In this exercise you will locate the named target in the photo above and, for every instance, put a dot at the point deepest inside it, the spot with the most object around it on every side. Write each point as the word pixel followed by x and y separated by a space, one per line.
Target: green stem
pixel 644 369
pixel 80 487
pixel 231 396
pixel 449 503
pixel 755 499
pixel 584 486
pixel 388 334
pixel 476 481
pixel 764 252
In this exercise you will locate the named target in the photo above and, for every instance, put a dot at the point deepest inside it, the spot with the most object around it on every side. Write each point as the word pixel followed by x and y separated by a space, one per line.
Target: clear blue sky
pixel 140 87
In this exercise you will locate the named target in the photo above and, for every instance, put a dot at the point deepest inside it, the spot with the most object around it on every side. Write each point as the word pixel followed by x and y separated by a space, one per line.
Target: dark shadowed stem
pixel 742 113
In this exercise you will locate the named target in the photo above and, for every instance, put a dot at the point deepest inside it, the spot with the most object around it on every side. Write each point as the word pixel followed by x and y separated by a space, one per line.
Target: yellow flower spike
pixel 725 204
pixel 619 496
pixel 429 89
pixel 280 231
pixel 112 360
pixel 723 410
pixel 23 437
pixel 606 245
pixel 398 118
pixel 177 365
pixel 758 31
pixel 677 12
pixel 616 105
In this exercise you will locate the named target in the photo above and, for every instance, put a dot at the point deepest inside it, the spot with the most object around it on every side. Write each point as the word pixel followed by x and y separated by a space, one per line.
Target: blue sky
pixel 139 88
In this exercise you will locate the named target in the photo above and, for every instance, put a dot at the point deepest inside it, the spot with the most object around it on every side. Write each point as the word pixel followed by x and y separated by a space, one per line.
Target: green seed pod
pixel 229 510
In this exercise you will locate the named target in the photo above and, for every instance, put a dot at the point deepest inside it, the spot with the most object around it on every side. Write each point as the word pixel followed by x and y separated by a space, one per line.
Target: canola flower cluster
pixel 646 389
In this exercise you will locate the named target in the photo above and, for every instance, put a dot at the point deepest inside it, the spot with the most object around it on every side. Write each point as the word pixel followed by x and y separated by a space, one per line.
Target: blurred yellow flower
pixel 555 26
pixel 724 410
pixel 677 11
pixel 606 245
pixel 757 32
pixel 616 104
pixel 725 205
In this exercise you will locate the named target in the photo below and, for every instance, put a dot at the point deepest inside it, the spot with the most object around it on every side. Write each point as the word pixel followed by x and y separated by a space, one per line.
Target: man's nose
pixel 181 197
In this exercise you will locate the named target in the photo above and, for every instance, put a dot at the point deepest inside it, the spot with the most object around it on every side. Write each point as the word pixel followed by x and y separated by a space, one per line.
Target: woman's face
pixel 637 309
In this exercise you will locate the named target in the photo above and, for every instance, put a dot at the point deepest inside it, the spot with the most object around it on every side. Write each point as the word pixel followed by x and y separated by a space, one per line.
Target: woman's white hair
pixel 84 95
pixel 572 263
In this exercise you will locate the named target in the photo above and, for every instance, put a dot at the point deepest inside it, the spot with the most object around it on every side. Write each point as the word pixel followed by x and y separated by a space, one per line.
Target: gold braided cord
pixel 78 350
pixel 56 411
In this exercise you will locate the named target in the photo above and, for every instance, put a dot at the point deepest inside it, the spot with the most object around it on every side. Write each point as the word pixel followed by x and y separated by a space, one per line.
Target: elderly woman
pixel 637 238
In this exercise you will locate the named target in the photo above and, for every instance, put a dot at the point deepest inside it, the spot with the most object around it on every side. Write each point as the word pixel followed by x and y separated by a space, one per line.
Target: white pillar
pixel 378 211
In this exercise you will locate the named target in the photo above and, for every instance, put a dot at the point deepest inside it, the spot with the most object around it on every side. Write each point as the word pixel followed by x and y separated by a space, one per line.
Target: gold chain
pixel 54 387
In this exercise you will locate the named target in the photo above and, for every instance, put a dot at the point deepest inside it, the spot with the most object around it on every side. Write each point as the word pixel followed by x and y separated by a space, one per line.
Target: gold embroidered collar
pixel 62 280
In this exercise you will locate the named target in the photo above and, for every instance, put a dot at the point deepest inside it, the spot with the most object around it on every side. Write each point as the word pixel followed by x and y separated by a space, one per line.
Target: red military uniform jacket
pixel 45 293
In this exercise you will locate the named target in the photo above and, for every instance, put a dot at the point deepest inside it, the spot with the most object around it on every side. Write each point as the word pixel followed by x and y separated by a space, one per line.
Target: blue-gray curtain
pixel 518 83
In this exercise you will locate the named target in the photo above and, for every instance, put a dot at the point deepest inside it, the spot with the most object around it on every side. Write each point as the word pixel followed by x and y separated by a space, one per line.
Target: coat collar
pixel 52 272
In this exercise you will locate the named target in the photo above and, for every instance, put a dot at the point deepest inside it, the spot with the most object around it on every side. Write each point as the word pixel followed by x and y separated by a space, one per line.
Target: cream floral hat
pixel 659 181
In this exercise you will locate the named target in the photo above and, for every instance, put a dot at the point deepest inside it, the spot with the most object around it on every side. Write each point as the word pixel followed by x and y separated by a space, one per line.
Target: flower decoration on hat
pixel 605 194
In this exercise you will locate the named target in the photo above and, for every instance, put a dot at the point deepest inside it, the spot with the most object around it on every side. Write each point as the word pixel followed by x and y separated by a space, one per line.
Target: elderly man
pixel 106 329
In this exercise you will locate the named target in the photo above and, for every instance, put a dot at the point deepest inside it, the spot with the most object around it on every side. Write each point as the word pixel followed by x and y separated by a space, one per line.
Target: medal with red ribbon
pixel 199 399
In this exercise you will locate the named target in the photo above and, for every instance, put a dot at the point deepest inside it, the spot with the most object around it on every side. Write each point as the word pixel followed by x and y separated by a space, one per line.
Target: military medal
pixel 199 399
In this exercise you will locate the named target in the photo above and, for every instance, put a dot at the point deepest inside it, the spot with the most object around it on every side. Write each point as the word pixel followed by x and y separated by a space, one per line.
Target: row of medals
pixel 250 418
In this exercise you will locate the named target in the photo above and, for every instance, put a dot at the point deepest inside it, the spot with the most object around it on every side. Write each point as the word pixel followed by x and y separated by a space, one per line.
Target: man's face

───

Which lines in the entries above contain the string "stem"? Find every one, with uppercase and lowercase treated as different, and copy each line in full.

## Written answer
Target: green stem
Target: dark shadowed stem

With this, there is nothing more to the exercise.